Questions à traiter:
(1) Répondez à ces questions sur le texte relatif à la requête de M. C..., en reprenant les repères (a), (b) et (c) :
(a) À quelle date la requête a-t-elle été enregistrée ?
(b) Quel montant d'astreinte par jour de retard est demandé ?
(c) À quelle date le bureau d'aide juridictionnelle a-t-il rejeté la demande de M. C... ?
(2) Poursuivez le texte relatif à la requête de M. C... à partir de l'endroit où il s'arrête.

Bloc de texte:
-=-=-=-=-

Procédure devant la cour :
Par une requête enregistrée le 3 février 2020, M. C..., représenté par Me A..., demande à la cour :
1°) d'annuler le jugement du tribunal administratif de Dijon du 11 décembre 2019 ;
2°) d'annuler les décisions susmentionnées pour excès de pouvoir ;
3°) d'enjoindre au préfet de Saône-et-Loire de lui délivrer un certificat de résidence portant la mention " salarié ", subsidiairement une autorisation provisoire de séjour, dans le délai de trente jours à compter de la notification de la décision à intervenir, sous astreinte de 200 euros par jour de retard ;
4°) de mettre à la charge de l'Etat la somme de 2 500 euros au titre de l'article L. 761-1 du code de justice administrative.
Il soutient que :
- la décision implicite rejetant son recours gracieux n'est pas motivée, en méconnaissance des dispositions de l'article L. 211-2 du code des relations entre le public et l'administration, alors qu'il doit être regardé comme ayant demandé l'indication des motifs de cette décision implicite ;
- le refus de l'admettre au séjour méconnaît les dispositions de l'article L. 313-15 du code de l'entrée et du séjour des étrangers et du droit d'asile ;
- les dispositions du 2° de l'article L. 313-11 du code de l'entrée et du séjour des étrangers et du droit d'asile ont été méconnues ;
- les stipulations de l'article 8 de la convention européenne de sauvegarde des droits de l'homme et des libertés fondamentales ont été méconnues ;
- la décision attaquée est entachée d'une erreur manifeste d'appréciation au regard de ses conséquences sur sa situation personnelle.
Les parties ont été informées, en application des dispositions de l'article R. 611-7 du code de justice administrative, que l'arrêt était susceptible d'être fondé sur des moyens relevés d'office, tirés, d'une part, de l'irrégularité du jugement attaqué en ce que le tribunal a omis de soulever d'office un moyen d'ordre public et, d'autre part, de la substitution, comme base légale de la décision contestée, du pouvoir dont dispose le préfet de régulariser la situation d'un étranger au 2° bis de l'article L. 313-11 du code de l'entrée et du séjour des étrangers et du droit d'asile, inapplicable aux ressortissants algériens, dès lors que le préfet de Saône-et-Loire disposait du même pouvoir d'appréciation et que M. C... n'a été privé d'aucune garantie.
La requête a été communiquée au préfet de la Loire qui n'a pas produit de mémoire.
La demande d'aide juridictionnelle présentée par M. C... a été rejetée par une décision du bureau d'aide juridictionnelle du 17 juin 2020.

-=-=-=-=-

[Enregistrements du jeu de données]

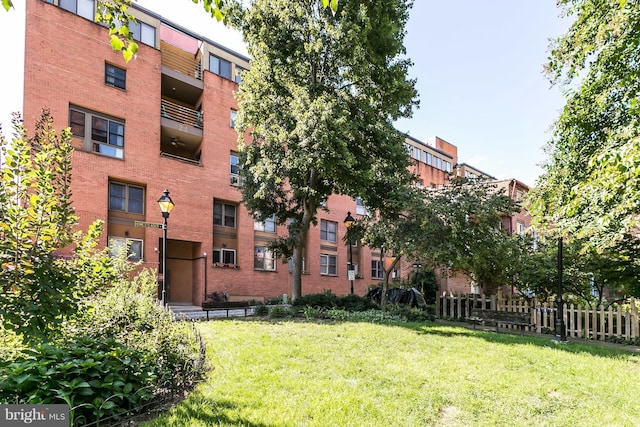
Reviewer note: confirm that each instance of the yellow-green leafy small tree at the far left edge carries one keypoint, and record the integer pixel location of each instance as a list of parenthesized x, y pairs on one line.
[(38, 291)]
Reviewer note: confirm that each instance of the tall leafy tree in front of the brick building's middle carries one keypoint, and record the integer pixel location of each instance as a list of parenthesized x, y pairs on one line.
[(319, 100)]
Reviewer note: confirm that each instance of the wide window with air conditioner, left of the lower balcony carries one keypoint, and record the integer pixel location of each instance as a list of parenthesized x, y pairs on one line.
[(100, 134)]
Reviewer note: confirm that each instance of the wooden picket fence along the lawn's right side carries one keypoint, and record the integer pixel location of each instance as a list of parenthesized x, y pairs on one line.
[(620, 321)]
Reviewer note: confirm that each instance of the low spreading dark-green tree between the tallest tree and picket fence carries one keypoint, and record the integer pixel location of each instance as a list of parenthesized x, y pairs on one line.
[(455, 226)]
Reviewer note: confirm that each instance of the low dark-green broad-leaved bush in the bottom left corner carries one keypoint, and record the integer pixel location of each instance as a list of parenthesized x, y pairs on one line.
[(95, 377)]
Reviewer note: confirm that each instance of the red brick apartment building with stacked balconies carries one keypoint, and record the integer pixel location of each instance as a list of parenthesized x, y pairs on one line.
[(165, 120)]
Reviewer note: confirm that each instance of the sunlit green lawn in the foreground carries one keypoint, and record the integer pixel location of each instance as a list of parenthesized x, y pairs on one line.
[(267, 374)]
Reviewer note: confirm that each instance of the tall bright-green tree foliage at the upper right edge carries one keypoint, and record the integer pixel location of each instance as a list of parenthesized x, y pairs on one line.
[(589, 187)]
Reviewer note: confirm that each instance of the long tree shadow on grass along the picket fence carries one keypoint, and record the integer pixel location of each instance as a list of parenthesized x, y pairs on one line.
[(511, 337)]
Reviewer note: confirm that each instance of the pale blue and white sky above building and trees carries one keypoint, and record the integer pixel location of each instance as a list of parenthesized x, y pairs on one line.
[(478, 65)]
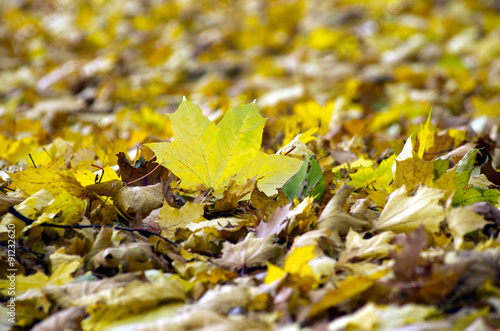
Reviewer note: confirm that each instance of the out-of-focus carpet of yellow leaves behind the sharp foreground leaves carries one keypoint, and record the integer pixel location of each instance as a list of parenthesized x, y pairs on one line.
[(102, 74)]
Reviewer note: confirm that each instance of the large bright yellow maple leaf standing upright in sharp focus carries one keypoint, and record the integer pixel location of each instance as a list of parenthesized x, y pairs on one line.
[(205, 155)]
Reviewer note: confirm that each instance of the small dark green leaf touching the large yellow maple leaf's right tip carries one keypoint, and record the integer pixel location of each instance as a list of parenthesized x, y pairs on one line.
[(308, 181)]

-=-=-=-=-

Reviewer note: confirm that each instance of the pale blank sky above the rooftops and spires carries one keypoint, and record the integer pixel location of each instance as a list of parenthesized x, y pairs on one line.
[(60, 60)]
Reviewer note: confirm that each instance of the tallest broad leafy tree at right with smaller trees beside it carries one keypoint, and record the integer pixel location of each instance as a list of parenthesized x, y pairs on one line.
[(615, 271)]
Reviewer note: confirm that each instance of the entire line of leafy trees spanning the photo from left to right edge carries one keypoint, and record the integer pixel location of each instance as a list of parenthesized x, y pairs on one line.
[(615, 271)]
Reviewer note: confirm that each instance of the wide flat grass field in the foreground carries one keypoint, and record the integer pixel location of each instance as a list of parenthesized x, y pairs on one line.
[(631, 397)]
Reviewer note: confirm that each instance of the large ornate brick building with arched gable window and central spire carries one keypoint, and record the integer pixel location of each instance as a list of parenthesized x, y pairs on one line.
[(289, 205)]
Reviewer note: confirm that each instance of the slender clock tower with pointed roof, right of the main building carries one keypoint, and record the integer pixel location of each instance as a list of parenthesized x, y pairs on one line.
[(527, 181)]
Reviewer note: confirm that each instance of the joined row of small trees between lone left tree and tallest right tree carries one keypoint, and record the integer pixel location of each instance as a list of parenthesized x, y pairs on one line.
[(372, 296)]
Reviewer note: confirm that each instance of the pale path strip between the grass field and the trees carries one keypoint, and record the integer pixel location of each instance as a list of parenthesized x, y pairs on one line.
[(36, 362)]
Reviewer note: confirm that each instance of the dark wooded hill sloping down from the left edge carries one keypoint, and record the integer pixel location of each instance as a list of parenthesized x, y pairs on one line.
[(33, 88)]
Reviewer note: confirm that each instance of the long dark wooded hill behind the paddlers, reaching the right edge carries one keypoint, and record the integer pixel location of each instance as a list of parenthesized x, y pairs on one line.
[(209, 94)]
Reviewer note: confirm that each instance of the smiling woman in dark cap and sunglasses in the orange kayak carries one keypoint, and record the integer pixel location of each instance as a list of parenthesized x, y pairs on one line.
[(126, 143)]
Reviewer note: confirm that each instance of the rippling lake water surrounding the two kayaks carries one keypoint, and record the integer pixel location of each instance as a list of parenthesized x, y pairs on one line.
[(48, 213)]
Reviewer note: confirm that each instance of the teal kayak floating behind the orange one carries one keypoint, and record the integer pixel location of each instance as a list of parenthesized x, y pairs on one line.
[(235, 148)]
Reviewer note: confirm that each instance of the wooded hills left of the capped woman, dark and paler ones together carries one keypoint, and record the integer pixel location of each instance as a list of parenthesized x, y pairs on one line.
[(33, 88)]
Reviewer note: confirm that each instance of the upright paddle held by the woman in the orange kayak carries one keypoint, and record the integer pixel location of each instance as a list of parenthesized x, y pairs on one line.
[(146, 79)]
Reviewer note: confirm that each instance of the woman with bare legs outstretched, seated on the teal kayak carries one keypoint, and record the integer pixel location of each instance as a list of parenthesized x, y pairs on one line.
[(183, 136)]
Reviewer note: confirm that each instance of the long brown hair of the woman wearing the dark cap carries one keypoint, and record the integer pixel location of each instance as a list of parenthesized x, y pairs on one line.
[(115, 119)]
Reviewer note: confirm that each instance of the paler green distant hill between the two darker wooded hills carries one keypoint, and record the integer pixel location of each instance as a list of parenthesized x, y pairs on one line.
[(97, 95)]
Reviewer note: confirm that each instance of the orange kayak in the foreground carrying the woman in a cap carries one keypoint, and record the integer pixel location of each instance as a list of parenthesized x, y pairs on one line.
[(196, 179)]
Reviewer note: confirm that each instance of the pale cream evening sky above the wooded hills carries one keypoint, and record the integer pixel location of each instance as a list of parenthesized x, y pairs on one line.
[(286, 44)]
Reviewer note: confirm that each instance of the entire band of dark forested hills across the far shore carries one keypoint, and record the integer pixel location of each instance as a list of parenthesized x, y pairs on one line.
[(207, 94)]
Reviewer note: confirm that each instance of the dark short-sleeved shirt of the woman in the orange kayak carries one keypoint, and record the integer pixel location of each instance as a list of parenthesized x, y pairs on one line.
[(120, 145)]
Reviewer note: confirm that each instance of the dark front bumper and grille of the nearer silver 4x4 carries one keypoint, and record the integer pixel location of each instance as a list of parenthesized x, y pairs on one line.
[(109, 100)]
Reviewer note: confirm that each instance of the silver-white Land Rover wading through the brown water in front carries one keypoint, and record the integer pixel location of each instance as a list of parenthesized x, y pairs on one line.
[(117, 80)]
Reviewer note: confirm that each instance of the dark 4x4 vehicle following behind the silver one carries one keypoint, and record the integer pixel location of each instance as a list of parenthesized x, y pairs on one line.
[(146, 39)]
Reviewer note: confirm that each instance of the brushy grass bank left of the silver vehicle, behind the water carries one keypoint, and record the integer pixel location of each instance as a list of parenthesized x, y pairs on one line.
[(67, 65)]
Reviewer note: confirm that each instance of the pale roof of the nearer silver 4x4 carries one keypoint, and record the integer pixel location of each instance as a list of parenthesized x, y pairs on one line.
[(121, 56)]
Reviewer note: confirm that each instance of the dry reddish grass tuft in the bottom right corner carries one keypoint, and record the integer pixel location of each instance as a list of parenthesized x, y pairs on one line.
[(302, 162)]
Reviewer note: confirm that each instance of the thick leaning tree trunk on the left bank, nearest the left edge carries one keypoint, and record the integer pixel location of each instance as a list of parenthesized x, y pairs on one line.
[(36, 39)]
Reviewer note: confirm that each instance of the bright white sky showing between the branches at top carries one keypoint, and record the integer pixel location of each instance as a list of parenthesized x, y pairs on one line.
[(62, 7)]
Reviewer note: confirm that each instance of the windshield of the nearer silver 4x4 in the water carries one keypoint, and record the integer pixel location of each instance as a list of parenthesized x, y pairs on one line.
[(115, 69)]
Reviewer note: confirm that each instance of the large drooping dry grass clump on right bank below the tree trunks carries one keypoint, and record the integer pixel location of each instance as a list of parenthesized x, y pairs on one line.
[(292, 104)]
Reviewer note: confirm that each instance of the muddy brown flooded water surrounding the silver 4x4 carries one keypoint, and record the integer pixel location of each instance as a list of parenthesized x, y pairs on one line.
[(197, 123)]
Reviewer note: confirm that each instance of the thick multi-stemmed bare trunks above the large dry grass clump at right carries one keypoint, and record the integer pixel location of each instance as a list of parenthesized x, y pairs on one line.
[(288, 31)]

-=-=-=-=-

Réponses numérotées:
(1)
(a) Le 3 février 2020.
(b) 200 euros par jour de retard.
(c) Le 17 juin 2020.

(2)
Vu les autres pièces du dossier ;
Vu :
- la convention européenne de sauvegarde des droits de l'homme et des libertés fondamentales ;
- l'accord franco-algérien du 27 décembre 1968, relatif à la circulation, à l'emploi et au séjour des ressortissants algériens et de leurs familles ;
- le code de l'entrée et du séjour des étrangers et du droit d'asile ;
- la loi n° 91-647 du 10 juillet 1991 ;
- le code de justice administrative.
Le président de la formation de jugement a dispensé le rapporteur public, sur sa proposition, de prononcer des conclusions à l'audience.
Les parties ont été régulièrement averties du jour de l'audience.
Le rapport de M. Pin, premier conseiller, a été entendu au cours de l'audience publique.
Considérant ce qui suit :
1. M. C..., ressortissant algérien né le 1er novembre 2000, est entré en France le 7 août 2015. Il a été confié aux services de l'aide sociale à l'enfance à compter du 16 octobre 2015. Le 24 décembre 2018, il a présenté une demande de titre de séjour, sans en préciser le fondement. Estimant être saisi d'une demande d'admission au séjour présentée sur le fondement du 2° bis de l'article L. 313-11 du code de l'entrée et du séjour des étrangers et du droit d'asile, le préfet de Saône-et-Loire, a, par une décision du 23 avril 2019, refusé d'y faire droit. M. C... fait appel du jugement du 11 décembre 2019 par lequel le tribunal administratif de Dijon a rejeté sa demande tendant à l'annulation de cette décision ainsi que de celle rejetant implicitement son recours gracieux.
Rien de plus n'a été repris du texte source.